**EXTRACT**
I now have a greater awareness of the adrenaline and anxiety levels within myself and how that may be affecting the crew. This has aided in my ability to lead well and achieve the best outcome along with helping to ensure that we all return home physically and mentally intact.

Ruth: David is living his new conscious awareness and asking the right questions. He is in witness mode and active firefighter mode simultaneously. He will now know which micro-practice is best for this emergency moment and those micro-resilience practices will keep him at maximum mental and physical peak throughout this call.

David: As an officer I’ve had to make the dynamic transition from reactor to observer and reflector in order to perform my duties as expected on the fire ground, at the medical calls, the motor vehicle incidents, and the myriad of fire/rescue related calls we attend. To build resilience and continue healing and recovering from trauma exposure, I’ve also had to make a similar ‘whole-person’ transition with mind, body, and spirit.

Through breathing practices, being mindful, learning how to ground myself, calm my nervous system and become more centered, aligned and resourced, I’ve been able to reclaim the ability to start having depth to my feelings again (physically with my bioenergy or vitality, emotionally, mentally and spiritually). At times, this has been an extremely moving experience. I’ve started to acknowledge a deep longing for knowledge that I didn’t know existed, or had long forgotten. One awareness, for example, would be me continuing to read this article instead of flipping to the next one and thinking, “I’m okay, I don’t need that crap!”

**SOURCE DATA**
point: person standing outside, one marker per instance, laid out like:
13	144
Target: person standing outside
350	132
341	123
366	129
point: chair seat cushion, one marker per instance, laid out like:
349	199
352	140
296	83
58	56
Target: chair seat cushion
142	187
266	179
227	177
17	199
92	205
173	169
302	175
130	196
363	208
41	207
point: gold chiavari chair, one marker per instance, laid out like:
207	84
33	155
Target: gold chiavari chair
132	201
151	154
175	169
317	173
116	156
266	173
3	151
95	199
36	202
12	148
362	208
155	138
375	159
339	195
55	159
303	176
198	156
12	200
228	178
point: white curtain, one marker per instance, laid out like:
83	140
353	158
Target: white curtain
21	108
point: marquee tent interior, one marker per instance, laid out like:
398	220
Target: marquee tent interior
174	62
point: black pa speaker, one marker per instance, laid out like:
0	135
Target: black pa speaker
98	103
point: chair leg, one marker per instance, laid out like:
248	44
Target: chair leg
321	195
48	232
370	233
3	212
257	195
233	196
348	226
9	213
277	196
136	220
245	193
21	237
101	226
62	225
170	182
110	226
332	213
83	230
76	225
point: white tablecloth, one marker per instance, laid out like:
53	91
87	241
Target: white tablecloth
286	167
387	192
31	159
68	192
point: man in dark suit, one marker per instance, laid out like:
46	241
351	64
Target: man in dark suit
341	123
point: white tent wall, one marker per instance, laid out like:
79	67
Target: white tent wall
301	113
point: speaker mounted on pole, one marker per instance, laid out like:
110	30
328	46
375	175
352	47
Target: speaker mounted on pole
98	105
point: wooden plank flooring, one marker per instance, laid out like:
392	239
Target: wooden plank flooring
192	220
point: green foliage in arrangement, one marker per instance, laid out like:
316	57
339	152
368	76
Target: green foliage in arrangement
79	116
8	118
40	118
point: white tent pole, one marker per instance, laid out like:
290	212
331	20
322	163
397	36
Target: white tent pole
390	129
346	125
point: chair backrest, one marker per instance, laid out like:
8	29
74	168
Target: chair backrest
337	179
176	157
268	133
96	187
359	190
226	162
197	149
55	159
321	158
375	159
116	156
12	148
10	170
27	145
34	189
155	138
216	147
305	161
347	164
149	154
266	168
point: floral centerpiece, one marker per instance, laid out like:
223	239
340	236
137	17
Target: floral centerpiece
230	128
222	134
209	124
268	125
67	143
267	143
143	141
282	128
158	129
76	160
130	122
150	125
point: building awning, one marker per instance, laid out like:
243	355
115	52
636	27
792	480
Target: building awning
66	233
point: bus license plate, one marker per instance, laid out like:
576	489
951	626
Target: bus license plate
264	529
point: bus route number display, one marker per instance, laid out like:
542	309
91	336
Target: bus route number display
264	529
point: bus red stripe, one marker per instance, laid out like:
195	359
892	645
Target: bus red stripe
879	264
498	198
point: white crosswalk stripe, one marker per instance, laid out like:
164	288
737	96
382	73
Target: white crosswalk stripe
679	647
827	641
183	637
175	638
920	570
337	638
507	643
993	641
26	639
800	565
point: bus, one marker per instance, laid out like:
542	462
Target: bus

**WHAT THE EXERCISE ASKS**
Rewrite the passage from the text on firefighter resilience starting at "Ruth: David is" and ending at "throughout this call.", substituting "rescuer" for "firefighter".

**ANSWER SECTION**
Ruth: David is living his new conscious awareness and asking the right questions. He is in witness mode and active rescuer mode simultaneously. He will now know which micro-practice is best for this emergency moment and those micro-resilience practices will keep him at maximum mental and physical peak throughout this call.